From the line that contains "Target: metal tag on collar" down to the last line of the data below, transcribe every line exactly.

---*---

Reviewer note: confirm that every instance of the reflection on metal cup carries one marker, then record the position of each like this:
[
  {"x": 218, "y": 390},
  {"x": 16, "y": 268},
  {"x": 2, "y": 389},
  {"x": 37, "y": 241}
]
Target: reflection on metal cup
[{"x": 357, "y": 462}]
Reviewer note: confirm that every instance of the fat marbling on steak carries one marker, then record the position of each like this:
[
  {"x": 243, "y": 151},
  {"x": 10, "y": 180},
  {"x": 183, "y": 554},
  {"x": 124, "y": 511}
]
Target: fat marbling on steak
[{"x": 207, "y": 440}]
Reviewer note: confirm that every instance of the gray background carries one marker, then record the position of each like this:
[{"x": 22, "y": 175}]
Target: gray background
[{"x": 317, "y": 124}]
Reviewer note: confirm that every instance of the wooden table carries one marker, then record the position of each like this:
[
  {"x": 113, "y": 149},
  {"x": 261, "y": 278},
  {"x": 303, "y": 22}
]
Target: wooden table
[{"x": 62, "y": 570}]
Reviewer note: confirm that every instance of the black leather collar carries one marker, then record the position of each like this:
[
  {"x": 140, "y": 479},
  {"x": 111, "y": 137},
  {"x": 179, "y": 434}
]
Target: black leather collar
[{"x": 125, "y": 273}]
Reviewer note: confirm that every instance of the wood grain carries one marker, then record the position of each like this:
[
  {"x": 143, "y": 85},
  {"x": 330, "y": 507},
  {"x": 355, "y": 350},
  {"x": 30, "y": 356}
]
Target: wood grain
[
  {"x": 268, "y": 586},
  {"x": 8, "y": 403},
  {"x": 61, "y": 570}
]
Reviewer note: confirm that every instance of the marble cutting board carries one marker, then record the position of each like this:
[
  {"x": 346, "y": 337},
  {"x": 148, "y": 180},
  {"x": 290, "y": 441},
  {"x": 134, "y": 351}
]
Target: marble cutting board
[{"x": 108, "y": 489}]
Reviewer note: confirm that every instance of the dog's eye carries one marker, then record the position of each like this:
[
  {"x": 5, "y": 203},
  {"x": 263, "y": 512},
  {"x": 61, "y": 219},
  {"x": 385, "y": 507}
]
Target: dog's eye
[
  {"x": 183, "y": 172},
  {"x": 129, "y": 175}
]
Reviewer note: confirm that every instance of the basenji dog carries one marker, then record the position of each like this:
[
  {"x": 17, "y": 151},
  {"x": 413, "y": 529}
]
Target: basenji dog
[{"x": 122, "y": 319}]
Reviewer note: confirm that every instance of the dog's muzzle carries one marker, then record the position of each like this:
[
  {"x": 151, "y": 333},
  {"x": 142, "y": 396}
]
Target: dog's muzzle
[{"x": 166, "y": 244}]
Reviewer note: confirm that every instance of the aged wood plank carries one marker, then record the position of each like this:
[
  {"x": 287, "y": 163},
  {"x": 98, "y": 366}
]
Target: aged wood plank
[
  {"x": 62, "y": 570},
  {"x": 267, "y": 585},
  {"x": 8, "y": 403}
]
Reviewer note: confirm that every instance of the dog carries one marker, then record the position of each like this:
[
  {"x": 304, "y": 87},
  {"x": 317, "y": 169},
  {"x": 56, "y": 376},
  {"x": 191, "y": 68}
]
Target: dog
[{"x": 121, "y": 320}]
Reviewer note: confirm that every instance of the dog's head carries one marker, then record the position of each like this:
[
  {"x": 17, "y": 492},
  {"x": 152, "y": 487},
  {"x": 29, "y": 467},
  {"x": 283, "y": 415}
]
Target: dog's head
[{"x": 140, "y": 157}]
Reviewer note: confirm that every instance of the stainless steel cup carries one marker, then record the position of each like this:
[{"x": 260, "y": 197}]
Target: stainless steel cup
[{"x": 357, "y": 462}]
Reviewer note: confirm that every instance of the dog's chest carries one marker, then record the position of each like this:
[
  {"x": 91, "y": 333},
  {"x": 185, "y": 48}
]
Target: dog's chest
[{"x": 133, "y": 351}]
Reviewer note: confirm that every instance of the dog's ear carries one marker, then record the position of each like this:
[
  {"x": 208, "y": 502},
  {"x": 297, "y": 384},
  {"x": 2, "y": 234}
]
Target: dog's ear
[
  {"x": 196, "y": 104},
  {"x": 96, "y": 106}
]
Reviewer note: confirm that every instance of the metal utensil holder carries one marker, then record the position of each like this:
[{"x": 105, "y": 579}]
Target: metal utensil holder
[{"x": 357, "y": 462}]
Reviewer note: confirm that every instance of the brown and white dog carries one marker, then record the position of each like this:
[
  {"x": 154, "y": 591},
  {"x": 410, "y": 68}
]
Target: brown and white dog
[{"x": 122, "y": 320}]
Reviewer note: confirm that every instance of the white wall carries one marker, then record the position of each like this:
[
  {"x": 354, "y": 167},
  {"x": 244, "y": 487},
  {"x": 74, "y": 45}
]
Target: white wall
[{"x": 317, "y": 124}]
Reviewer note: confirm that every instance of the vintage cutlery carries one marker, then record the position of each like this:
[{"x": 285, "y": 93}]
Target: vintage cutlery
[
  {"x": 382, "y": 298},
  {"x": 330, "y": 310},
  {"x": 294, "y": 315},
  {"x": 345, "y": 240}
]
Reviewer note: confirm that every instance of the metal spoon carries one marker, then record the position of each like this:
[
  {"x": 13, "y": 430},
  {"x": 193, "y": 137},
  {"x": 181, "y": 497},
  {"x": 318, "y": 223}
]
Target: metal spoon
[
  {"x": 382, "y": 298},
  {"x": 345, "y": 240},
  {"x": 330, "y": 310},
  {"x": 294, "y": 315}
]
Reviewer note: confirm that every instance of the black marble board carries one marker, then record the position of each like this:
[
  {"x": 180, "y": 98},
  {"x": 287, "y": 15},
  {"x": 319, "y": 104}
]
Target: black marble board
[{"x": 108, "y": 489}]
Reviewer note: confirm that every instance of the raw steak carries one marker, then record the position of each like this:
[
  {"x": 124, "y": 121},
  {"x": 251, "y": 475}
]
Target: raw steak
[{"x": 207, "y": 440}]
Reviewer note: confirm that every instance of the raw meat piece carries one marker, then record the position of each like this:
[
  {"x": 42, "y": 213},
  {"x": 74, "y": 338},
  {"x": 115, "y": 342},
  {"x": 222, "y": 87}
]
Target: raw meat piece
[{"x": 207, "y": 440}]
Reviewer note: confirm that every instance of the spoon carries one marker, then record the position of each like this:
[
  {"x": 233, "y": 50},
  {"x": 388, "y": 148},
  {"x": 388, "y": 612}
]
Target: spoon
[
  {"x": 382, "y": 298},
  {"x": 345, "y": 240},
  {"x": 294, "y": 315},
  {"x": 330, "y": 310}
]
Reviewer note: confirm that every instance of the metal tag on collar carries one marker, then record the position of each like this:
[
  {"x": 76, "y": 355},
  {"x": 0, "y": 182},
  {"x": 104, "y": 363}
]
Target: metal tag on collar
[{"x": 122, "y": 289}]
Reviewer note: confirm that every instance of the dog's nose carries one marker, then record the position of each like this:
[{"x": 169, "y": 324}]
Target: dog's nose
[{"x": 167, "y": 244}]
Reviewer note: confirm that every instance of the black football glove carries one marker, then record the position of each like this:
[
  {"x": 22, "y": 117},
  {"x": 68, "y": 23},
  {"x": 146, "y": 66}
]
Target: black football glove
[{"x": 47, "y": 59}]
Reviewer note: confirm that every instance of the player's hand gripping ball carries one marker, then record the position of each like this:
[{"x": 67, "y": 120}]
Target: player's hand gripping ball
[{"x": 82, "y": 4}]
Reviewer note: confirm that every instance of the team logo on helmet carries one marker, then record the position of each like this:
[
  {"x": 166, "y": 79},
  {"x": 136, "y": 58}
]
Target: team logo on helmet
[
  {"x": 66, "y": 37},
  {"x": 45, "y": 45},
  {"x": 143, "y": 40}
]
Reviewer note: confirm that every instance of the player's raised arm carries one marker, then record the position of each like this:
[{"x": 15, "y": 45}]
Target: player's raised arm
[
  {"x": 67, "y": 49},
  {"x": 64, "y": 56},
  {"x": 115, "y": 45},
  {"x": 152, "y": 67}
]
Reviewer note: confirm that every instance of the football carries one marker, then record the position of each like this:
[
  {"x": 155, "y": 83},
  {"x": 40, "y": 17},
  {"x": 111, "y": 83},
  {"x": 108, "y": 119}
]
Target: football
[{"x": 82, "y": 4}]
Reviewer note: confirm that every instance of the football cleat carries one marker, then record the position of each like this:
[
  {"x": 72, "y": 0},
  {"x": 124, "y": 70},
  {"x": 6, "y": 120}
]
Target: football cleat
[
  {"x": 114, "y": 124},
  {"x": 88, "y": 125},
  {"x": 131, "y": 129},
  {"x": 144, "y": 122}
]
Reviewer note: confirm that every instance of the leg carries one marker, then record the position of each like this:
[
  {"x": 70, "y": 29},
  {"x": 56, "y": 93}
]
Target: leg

---*---

- THE ANSWER -
Target: metal tag on collar
[{"x": 122, "y": 289}]
Reviewer note: confirm that every instance of the dog's nose carries one marker, then record the position of each like this:
[{"x": 169, "y": 324}]
Target: dog's nose
[{"x": 167, "y": 244}]
Reviewer note: confirm that every instance of the black football glove carries one marker, then record the position of each like this:
[
  {"x": 22, "y": 117},
  {"x": 68, "y": 23},
  {"x": 146, "y": 66}
]
Target: black football glove
[{"x": 47, "y": 59}]
Reviewer note: confirm that every instance of the player's hand gripping ball carries one marker, then record the position of each like this:
[{"x": 67, "y": 120}]
Target: player's hand gripping ball
[{"x": 82, "y": 4}]
Reviewer note: confirm that every instance of the team logo on helmet carries one marker, then record the position of each like this:
[
  {"x": 166, "y": 79},
  {"x": 136, "y": 58}
]
Target: team logo on helmet
[
  {"x": 66, "y": 37},
  {"x": 45, "y": 45},
  {"x": 143, "y": 40}
]
Reviewer note: confirm that every instance of the player's raised arm carries one marker, then record the position of each like this:
[{"x": 15, "y": 45}]
Target: player's raised arm
[
  {"x": 67, "y": 49},
  {"x": 64, "y": 56},
  {"x": 115, "y": 45},
  {"x": 152, "y": 67}
]
Reviewer note: confirm that every instance of the football carries one marker, then record the position of each like this:
[
  {"x": 155, "y": 83},
  {"x": 40, "y": 17},
  {"x": 111, "y": 83},
  {"x": 108, "y": 119}
]
Target: football
[{"x": 82, "y": 4}]
Reviewer note: confirm that every instance of the football cleat carries one marker, then record the position of each like this:
[
  {"x": 72, "y": 0},
  {"x": 124, "y": 70},
  {"x": 6, "y": 120}
]
Target: football cleat
[
  {"x": 114, "y": 124},
  {"x": 88, "y": 125},
  {"x": 131, "y": 129},
  {"x": 144, "y": 122}
]
Reviewer note: confirm that every instance of the leg carries one marker, then record the position of each like this:
[
  {"x": 70, "y": 29},
  {"x": 56, "y": 93}
]
Target: leg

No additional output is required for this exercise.